*** Excerpt to read ***

“I have never believed you have to accept things as they stand.”
This quote from Susan Searle, chief executive of Imperial Innovations Group from 2002 to July 2013, comes after her more than 20 years’ experience around the world of international university commercialisation. It points to the drive, energy and determination required to take the technology transfer office (TTO) of UK university Imperial College London (ICL) to listing on Aim, the alternative investment market, and becoming one of the largest and most successful long-term investors in science-based innovations.
It is perhaps a far cry from her MA in chemistry from Oxford, after which Searle was in business development in industry, including oil major Royal Dutch Shell, rather than a university environment. But being outside an ivory tower was crucial training for Searle. She said: “It was about getting things running, in a commercial setting.”
She subsequently worked at Australia-based Monash University’s Montech technology transfer office (TTO) from 1990 to 1991 and, returning to the UK, she spoke to ICL, which at the time had a small TTO.

*** End of Excerpt to read ***
*** Collected material ***

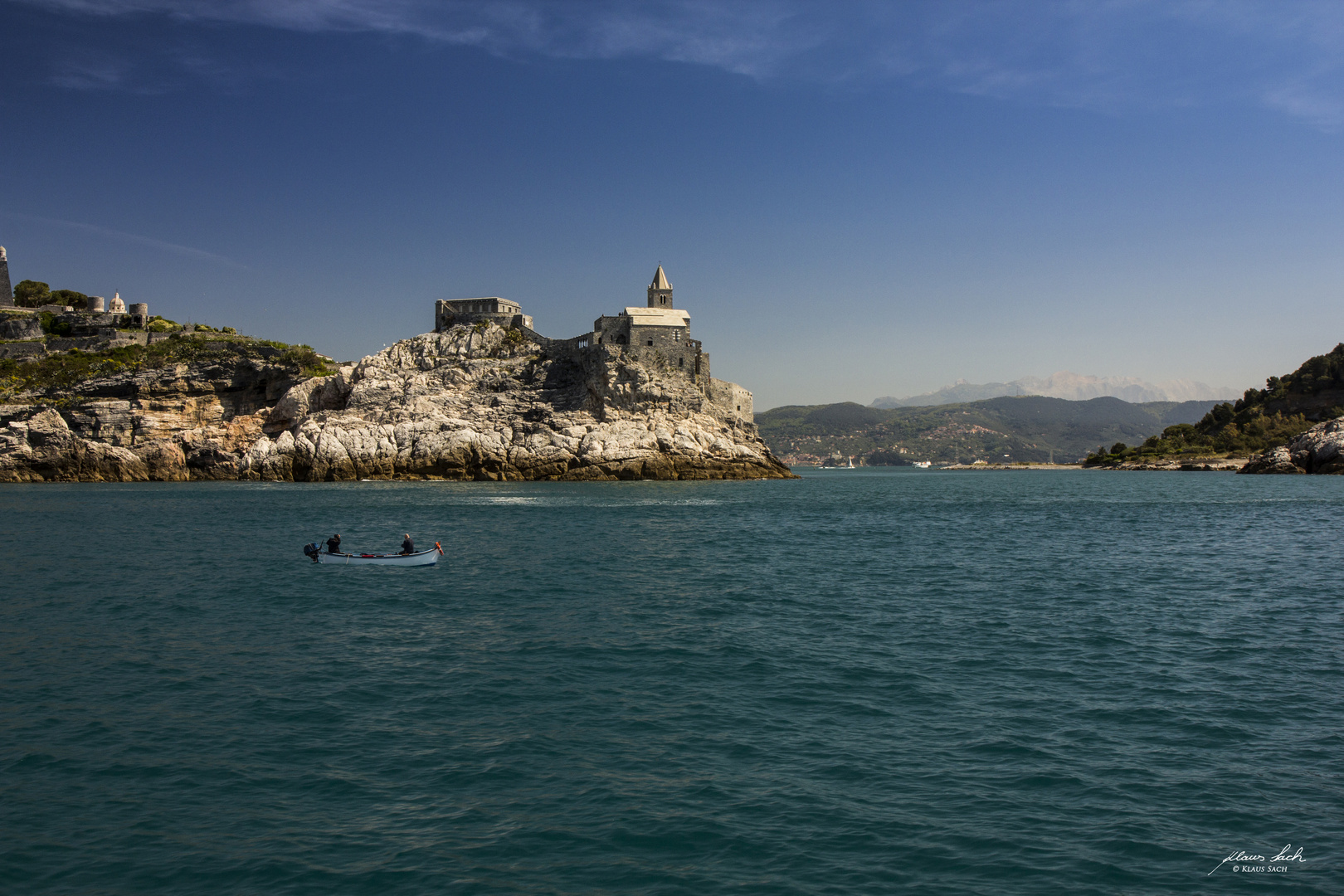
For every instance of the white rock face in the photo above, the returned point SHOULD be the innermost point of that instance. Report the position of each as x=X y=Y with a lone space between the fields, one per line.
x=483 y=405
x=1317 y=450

*** End of Collected material ***

In the profile of Susan Searle, at which university's technology transfer office did she work from 1990 to 1991?

She worked at Monash University's Montech technology transfer office in Australia.